→ **Input records**:
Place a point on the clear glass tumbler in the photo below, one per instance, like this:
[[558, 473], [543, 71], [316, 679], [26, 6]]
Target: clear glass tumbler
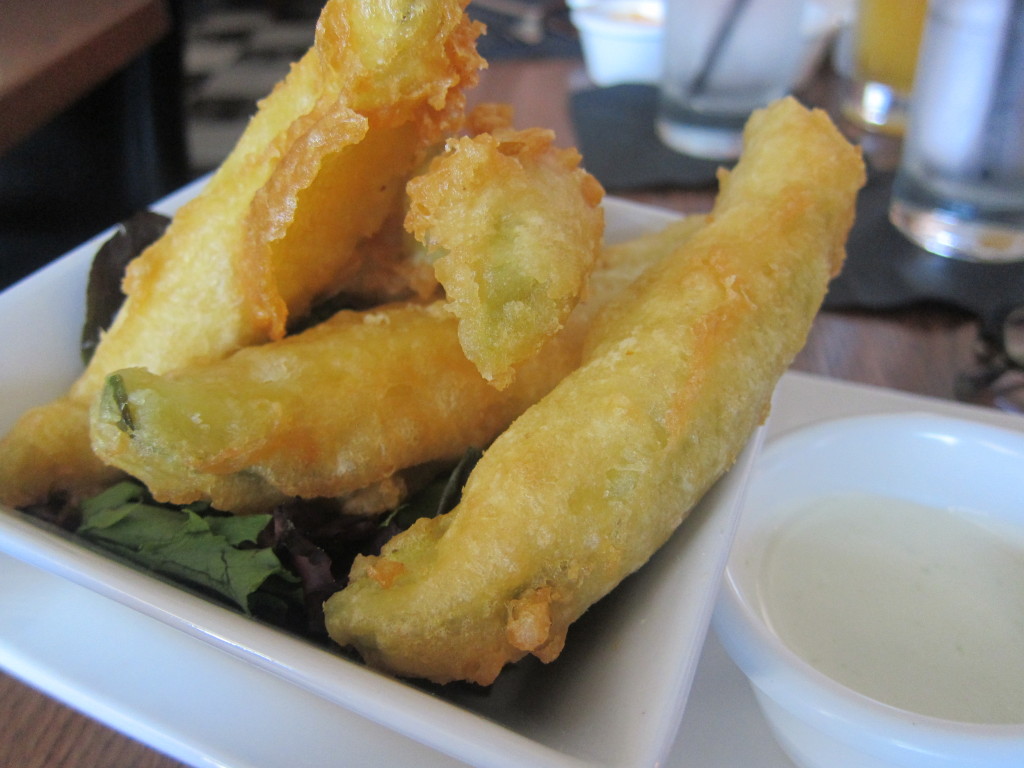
[[960, 189]]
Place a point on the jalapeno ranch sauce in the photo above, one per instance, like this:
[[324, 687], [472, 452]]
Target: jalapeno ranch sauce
[[914, 606]]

→ **Stated problem**:
Render every line of the records above as a Markdown table with the columns "Index" and "Content", numbering the rows in order and skipping blank lines. Leave the pictures out of the table.

→ **Reply**:
| Index | Content |
|---|---|
| 1 | Place a point on the clear glass tumbler in the photo below, one per instance, like this: |
| 2 | [[558, 473], [543, 71], [316, 679], [26, 6]] |
| 3 | Target: clear glass tumbler |
| 4 | [[960, 189]] |
| 5 | Place a point on the jalapeno ranch sauce in the photo above, one per instance, like this: |
| 6 | [[324, 687], [472, 452]] |
| 7 | Target: jalapeno ranch sauce |
| 8 | [[914, 606]] |